:: EXERCISE INSTRUCTIONS ::
The reply should return the data in full, exactly as written.

:: SOURCE DATA ::
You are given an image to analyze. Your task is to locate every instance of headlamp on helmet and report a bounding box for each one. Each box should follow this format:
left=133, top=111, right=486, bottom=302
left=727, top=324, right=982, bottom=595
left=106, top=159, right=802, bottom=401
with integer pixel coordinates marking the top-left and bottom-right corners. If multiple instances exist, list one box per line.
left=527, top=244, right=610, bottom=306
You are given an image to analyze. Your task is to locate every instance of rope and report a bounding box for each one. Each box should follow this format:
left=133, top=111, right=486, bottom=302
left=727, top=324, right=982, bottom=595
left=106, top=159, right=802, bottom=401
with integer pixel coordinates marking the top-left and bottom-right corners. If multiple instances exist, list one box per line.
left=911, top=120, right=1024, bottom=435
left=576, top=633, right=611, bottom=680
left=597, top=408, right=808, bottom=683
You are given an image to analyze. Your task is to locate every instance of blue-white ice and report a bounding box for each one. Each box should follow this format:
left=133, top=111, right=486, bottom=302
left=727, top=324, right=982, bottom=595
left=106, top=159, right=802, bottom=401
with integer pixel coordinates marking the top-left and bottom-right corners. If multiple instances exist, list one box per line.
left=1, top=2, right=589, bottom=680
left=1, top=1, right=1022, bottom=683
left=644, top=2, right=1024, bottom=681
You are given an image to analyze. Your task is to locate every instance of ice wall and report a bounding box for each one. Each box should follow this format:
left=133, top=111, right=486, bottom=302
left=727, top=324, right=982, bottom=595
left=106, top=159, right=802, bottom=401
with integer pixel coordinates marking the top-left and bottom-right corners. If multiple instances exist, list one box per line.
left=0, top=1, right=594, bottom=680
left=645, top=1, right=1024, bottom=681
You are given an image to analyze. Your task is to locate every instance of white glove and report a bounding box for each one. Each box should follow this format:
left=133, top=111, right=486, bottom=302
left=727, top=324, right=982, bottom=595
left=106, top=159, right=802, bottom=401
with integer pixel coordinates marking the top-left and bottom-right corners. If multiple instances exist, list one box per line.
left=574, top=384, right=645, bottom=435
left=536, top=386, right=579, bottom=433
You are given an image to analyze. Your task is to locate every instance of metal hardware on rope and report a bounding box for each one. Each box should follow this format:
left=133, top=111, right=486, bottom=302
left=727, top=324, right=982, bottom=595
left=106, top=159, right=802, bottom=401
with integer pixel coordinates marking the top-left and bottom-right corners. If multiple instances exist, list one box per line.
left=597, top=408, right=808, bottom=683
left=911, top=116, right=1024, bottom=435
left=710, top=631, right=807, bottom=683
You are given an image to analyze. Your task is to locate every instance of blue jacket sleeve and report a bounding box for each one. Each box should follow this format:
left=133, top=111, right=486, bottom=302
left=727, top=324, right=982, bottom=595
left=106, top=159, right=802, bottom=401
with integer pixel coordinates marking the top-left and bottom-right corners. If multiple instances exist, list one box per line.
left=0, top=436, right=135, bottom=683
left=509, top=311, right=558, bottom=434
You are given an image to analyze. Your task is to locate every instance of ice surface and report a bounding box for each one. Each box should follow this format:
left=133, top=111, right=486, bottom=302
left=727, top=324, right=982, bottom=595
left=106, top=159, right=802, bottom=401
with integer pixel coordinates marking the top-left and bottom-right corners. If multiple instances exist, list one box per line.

:: FINISHED TASK ::
You are given an image to analyze. Your task is to locate every instance of headlamp on helmet and report a bounding box for each one. Each box should follow this format:
left=133, top=111, right=486, bottom=302
left=727, top=324, right=982, bottom=595
left=106, top=159, right=802, bottom=401
with integer pixel coordinates marking the top-left and bottom-right corners. If multiple instances exist, list one box per line.
left=527, top=244, right=610, bottom=306
You are given an image to analyze. Your task is to locate every instance of rope and report a bounding box for each one. Each box should follow this format:
left=133, top=111, right=486, bottom=302
left=727, top=324, right=982, bottom=595
left=106, top=159, right=802, bottom=401
with integer pixel coordinates marking the top-left and bottom-right corners. If multiple instances exist, list one box per line.
left=911, top=120, right=1024, bottom=435
left=576, top=633, right=611, bottom=680
left=597, top=408, right=808, bottom=683
You are given an image to analyze. Your task is to locate every instance of blue-white ice and report a bounding box for each one. Each box should follow this format:
left=133, top=111, right=486, bottom=302
left=727, top=324, right=982, bottom=595
left=106, top=159, right=802, bottom=401
with integer pixel coordinates marking the top-left and bottom-right corners. If multiple instances exist, list one box per line.
left=1, top=2, right=589, bottom=680
left=1, top=1, right=1022, bottom=683
left=644, top=2, right=1024, bottom=681
You are given an image to analyze. Your task is to locate every instance of ice wall and report a bounding box for each one. Each box should follow this format:
left=133, top=111, right=486, bottom=302
left=727, top=324, right=982, bottom=595
left=106, top=159, right=802, bottom=401
with integer pixel coordinates marking the top-left and bottom-right corners. If multiple instances exist, list one box per line.
left=0, top=1, right=594, bottom=680
left=645, top=1, right=1024, bottom=681
You are given an image to analyze. Your task is to locate every instance of white glove and report a bounding box for each one. Each box should follow this format:
left=133, top=111, right=486, bottom=302
left=727, top=324, right=982, bottom=595
left=106, top=159, right=802, bottom=401
with integer pixel coordinates marking the top-left and bottom-right corners. If multiple instances exist, list one box per line.
left=574, top=384, right=645, bottom=435
left=536, top=386, right=579, bottom=433
You are given an image to analyze. Your task is to locate every instance of metal hardware on rope and report a bounding box for each one. Each box should follow this format:
left=133, top=111, right=486, bottom=302
left=727, top=324, right=982, bottom=595
left=106, top=159, right=802, bottom=401
with integer pixel coordinates marking the top-left and bottom-right corners. If multiple instances exist, list one box per line.
left=597, top=408, right=808, bottom=683
left=911, top=116, right=1024, bottom=435
left=710, top=631, right=807, bottom=683
You are given an image to analyze. Your task is to locate every instance of blue jacket sleeve and report a bounding box for each one. Each box should follow this format:
left=133, top=111, right=486, bottom=302
left=727, top=324, right=982, bottom=595
left=106, top=159, right=802, bottom=401
with integer pixel coordinates marking the top-left and bottom-right corners. If multiple instances exist, list one box per line.
left=0, top=436, right=135, bottom=683
left=509, top=311, right=558, bottom=434
You are given an image to analyze. Your task is to locate every instance of ice surface and report a bounding box for each one. Each box should follow this format:
left=133, top=111, right=486, bottom=302
left=727, top=324, right=982, bottom=595
left=106, top=159, right=802, bottom=401
with integer pixel coordinates marking the top-left and bottom-right corners. If multiple instances exist, list one box per line.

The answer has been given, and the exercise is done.